**CONSIGNE**: Recopiez sans rien modifier le passage du texte sur la lutte contre la fraude, de « S'agissant des contrôles » à « aller sur place. ».

**TEXTE ÉTUDIÉ**:
■ ■ ■ ■ ■
S'agissant des perspectives de collaboration, à l'échelle départementale, le CODAF me paraît être la bonne institution opérationnelle, au-delà de la bonne relation collégiale qu'il est impératif d'entretenir avec son collègue de l'assurance maladie. Cela étant, nos moyens opérationnels étant sur le terrain, la difficulté réside dans le manque d'échanges opérationnels au niveau national. Nous avons une très bonne collaboration avec la délégation nationale à la lutte contre la fraude (DNLF), mais son rôle est moins opérationnel et plutôt dans la synthèse de résultats, dans l'identification de zones grises et dans la liaison. Lorsque nous aurons mis en place les premières équipes que je décrivais et qui imposeront une part d'animation opérationnelle nationale, je compte beaucoup sur l'établissement de liens nationaux plus opérationnels et sur le gain correspondant.
S'agissant des contrôles sur place, j'interroge leurs modalités et leur nécessité dans tous les cas. Au lieu de nous rendre chez une personne pour dialoguer avec elle, nous pouvons lui proposer un rendez-vous à la CAF. À l'inverse, si le risque et la présomption vont jusqu'à la fictivité complète – absence de logement malgré l'aide au logement, adresse fictive, fausses surfaces –, le bon sens commande de pouvoir aller sur place.
S'agissant de la fraude documentaire, plusieurs dispositifs et échanges automatisés nous permettent de contrôler directement à la source, auprès de nos partenaires, la validité de certains documents. Grâce à des outils fonctionnant en lien avec les préfectures, nous pouvons opérer de façon la plus automatisée possible pour ce qui est des titres de séjour. En revanche, le sujet sera probablement plus compliqué pour nous s'il s'agit d'une fraude à l'identité très en amont.
Concernant la collaboration avec d'autres organismes ou caisses, nos modèles reposent de plus en plus à la fois sur l'exploitation et la fouille de nos données et sur des échanges de données organisés et structurés. Des croisements de données nous permettent aussi de repérer des incohérences entre des données fournies à un organisme de sécurité sociale d'une part et à nous d'autre part. De telles incohérences peuvent provenir de simples erreurs, mais elles permettent aussi de détecter des fraudes, voire des fraudes organisées. Or, nous observons que les fraudes organisées sont assez difficiles à repérer seules. En revanche, la mobilisation des organismes partenaires est extrêmement importante pour remonter le fil d'une fraude organisée.
■ ■ ■ ■ ■
**EXTRAIT DES DONNÉES**:

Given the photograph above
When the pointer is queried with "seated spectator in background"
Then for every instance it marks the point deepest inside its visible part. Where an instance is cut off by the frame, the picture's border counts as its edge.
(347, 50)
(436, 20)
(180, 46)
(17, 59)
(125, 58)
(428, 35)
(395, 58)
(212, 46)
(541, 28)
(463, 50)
■ ■ ■ ■ ■
**RÉSULTAT ATTENDU**:
S'agissant des contrôles sur place, j'interroge leurs modalités et leur nécessité dans tous les cas. Au lieu de nous rendre chez une personne pour dialoguer avec elle, nous pouvons lui proposer un rendez-vous à la CAF. À l'inverse, si le risque et la présomption vont jusqu'à la fictivité complète – absence de logement malgré l'aide au logement, adresse fictive, fausses surfaces –, le bon sens commande de pouvoir aller sur place.